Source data
:::

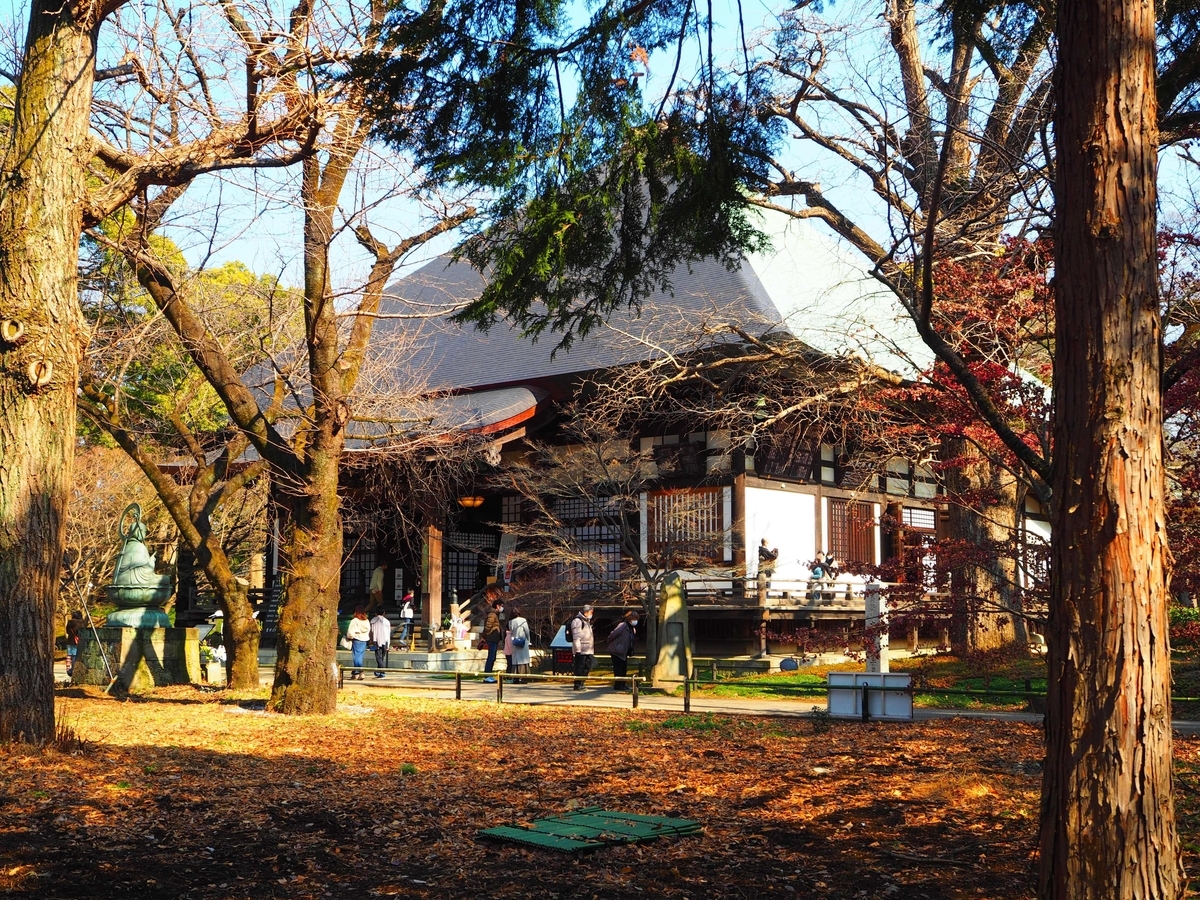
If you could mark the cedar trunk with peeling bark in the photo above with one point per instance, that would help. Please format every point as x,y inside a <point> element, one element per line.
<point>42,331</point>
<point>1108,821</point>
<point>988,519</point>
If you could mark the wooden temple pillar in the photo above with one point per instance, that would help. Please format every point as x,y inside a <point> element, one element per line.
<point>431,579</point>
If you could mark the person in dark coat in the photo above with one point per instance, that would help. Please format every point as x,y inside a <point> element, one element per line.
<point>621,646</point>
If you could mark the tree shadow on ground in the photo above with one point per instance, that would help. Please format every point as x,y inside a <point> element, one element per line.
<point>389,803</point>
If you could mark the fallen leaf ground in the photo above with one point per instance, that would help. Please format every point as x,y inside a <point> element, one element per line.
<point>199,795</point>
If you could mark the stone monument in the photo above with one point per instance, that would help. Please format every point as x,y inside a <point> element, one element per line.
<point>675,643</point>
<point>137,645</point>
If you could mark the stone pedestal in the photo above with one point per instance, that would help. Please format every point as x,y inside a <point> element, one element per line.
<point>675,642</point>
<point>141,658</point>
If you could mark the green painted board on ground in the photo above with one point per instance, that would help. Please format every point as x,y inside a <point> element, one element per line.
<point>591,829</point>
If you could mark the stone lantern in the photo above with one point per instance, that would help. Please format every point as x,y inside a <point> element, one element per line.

:::

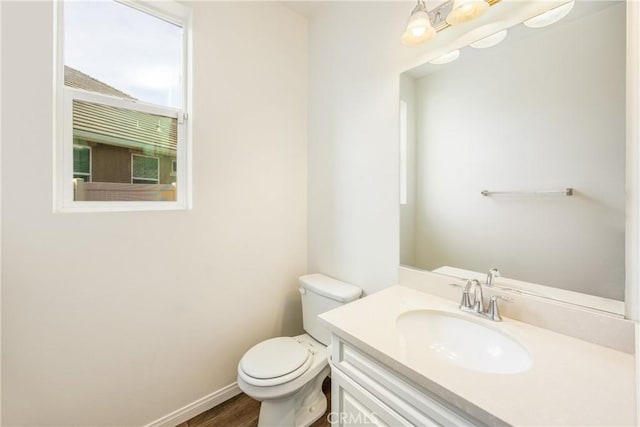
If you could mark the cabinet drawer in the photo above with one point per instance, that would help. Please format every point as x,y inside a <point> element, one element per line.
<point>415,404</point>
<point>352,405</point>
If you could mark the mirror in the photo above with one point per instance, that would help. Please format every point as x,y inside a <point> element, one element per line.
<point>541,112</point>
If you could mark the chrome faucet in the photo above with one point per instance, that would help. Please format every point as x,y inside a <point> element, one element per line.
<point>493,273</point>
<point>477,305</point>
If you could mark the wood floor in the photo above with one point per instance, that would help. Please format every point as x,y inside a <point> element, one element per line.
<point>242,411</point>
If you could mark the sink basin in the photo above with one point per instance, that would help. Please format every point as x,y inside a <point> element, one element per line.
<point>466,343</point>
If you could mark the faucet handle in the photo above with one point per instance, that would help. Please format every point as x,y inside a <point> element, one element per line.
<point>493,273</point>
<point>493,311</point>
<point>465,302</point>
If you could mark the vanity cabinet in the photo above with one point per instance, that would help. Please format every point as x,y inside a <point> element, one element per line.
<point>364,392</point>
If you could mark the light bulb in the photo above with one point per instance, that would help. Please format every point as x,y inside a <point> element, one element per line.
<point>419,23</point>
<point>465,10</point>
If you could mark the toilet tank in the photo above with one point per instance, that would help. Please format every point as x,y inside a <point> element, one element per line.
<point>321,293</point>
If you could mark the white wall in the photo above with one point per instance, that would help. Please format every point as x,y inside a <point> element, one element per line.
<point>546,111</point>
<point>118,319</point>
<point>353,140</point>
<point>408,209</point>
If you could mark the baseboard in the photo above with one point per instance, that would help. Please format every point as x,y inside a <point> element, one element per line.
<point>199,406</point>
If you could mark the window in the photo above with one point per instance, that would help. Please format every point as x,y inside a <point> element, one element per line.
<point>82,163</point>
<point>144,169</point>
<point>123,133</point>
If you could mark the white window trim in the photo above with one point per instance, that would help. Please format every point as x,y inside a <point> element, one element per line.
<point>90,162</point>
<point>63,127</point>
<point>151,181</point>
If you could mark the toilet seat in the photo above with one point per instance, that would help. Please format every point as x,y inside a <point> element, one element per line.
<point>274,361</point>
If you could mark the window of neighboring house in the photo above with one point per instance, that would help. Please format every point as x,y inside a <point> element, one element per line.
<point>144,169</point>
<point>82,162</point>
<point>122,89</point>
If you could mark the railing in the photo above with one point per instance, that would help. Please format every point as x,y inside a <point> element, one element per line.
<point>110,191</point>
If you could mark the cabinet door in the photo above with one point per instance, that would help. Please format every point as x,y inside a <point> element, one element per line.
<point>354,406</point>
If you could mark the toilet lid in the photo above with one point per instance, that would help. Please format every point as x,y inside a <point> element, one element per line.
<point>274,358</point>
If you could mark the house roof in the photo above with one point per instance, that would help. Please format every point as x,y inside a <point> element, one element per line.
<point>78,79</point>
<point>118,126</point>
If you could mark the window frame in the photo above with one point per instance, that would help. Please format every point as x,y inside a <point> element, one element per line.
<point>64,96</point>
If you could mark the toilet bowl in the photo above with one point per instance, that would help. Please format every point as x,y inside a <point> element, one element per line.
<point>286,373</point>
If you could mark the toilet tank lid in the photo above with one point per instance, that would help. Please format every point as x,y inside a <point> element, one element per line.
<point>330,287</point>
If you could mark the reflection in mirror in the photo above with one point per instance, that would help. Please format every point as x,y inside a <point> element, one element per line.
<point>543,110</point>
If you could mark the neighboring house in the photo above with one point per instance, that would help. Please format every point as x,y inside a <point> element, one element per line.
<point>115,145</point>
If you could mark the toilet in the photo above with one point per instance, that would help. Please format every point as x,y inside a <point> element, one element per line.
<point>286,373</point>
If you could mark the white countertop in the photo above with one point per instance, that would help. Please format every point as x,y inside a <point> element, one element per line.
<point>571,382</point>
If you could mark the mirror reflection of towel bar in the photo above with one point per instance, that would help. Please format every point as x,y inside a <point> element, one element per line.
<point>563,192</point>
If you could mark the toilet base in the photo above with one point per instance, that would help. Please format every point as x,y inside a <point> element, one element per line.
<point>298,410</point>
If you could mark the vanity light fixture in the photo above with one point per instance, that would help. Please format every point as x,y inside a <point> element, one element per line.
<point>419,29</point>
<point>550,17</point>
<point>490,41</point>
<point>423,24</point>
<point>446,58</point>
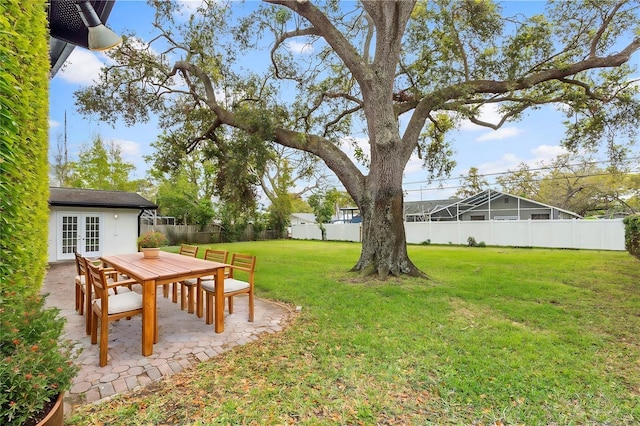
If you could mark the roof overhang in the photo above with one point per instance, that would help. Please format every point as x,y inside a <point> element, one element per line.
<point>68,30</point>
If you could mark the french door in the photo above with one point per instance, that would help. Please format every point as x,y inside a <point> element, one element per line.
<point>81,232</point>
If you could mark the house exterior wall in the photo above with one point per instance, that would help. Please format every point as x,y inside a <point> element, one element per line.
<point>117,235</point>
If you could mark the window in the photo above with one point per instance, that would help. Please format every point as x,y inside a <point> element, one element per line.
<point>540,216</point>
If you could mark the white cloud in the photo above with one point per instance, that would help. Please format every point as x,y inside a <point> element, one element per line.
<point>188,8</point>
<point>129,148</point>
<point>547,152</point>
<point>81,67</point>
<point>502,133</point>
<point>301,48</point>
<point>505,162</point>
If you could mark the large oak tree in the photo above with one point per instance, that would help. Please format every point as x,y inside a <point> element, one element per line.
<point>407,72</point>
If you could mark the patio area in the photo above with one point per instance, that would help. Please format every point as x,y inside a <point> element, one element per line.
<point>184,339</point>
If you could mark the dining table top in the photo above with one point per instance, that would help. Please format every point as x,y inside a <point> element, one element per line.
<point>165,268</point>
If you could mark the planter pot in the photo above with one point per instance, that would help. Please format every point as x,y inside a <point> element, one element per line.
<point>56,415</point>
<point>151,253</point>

:::

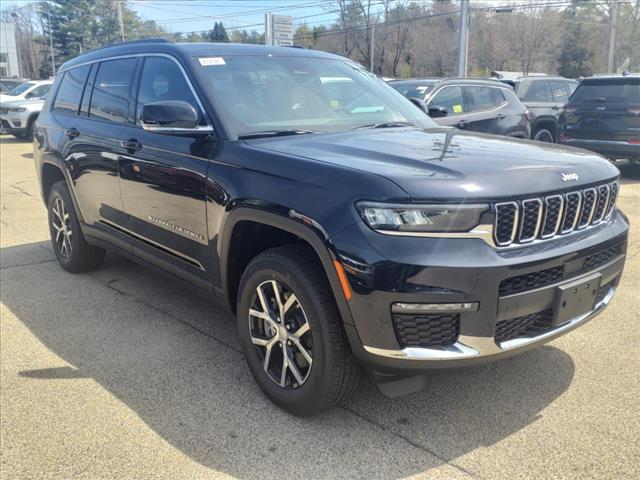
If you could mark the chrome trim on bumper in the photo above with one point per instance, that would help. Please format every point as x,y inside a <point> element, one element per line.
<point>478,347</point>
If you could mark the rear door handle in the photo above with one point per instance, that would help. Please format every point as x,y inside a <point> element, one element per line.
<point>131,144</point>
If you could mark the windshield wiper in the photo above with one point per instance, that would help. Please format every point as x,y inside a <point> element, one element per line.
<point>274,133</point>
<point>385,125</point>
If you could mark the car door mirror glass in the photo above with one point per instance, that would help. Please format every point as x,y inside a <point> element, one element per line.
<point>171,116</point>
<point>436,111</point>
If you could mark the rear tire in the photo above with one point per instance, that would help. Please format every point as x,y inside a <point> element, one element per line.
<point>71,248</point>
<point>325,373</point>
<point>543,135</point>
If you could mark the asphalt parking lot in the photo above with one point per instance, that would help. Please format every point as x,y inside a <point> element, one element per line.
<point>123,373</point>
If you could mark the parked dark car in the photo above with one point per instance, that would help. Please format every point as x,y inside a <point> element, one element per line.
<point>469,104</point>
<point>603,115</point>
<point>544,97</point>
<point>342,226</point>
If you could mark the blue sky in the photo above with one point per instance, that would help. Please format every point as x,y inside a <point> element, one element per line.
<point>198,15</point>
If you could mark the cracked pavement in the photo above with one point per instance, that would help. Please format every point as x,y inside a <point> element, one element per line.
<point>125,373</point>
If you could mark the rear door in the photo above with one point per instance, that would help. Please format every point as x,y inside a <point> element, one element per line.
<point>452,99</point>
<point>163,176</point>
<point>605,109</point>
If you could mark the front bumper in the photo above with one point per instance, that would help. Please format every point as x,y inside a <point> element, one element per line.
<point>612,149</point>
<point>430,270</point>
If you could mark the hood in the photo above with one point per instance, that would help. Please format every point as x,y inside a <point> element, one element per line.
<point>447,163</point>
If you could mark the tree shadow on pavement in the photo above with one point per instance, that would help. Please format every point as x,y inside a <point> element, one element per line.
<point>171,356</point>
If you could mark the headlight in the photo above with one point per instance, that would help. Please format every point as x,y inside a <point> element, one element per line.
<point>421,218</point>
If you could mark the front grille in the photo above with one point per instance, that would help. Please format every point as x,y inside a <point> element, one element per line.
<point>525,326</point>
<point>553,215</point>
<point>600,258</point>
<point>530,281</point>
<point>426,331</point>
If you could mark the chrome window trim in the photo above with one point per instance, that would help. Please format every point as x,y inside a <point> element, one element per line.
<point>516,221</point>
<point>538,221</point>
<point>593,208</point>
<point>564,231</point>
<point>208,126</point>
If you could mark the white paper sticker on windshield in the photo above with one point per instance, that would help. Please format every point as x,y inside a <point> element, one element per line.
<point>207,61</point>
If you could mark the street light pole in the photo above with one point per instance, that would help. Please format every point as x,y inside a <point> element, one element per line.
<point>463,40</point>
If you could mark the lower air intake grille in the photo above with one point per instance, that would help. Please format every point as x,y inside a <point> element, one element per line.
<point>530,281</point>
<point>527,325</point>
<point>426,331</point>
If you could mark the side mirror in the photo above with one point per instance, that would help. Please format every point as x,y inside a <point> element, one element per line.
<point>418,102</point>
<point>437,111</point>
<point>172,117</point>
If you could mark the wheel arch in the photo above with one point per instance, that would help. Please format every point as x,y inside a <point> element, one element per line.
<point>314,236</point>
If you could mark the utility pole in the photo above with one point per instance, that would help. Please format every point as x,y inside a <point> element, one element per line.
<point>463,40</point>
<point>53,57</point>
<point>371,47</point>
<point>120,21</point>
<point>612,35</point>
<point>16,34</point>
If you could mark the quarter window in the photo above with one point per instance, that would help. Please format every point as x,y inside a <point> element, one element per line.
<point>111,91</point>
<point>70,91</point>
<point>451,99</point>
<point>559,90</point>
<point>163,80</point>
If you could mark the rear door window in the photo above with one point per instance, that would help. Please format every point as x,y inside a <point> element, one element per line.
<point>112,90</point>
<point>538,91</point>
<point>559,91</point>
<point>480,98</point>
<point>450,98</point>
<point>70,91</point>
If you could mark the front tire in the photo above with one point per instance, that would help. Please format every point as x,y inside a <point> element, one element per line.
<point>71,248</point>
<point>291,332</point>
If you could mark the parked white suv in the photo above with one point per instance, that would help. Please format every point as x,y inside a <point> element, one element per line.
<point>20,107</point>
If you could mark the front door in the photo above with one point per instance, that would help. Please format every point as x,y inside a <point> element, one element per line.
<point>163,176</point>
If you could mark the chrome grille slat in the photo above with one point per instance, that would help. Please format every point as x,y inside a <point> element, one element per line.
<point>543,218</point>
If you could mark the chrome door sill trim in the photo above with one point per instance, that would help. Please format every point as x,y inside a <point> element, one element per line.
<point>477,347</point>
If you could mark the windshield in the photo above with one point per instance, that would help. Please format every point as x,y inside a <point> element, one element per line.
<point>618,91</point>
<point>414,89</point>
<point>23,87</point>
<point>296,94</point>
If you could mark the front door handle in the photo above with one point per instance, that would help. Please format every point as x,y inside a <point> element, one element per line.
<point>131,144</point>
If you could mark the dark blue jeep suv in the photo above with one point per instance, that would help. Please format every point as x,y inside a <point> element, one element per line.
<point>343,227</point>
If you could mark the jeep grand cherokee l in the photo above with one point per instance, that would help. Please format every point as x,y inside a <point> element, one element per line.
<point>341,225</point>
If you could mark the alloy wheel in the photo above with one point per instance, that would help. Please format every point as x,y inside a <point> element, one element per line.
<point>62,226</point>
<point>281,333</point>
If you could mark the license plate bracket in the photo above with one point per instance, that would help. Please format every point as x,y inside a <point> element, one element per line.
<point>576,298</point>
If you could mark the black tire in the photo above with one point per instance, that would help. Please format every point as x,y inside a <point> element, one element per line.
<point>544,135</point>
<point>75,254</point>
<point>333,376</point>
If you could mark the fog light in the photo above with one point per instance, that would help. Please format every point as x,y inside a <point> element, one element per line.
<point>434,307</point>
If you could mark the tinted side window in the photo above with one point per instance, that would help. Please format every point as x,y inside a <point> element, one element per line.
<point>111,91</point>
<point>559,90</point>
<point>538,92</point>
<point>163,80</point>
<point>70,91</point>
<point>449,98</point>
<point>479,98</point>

:::

PROMPT:
Copy, word for word, the lines of the items from the line containing "If you could mark the rear door window" through the line containing "<point>450,98</point>", both included.

SOLUTION FOR THIS EXERCISE:
If you could mark the rear door window in the photo above with one point per instance, that would help. Please format every point as x,y inside a <point> element, one element per line.
<point>112,90</point>
<point>538,91</point>
<point>559,91</point>
<point>480,98</point>
<point>450,98</point>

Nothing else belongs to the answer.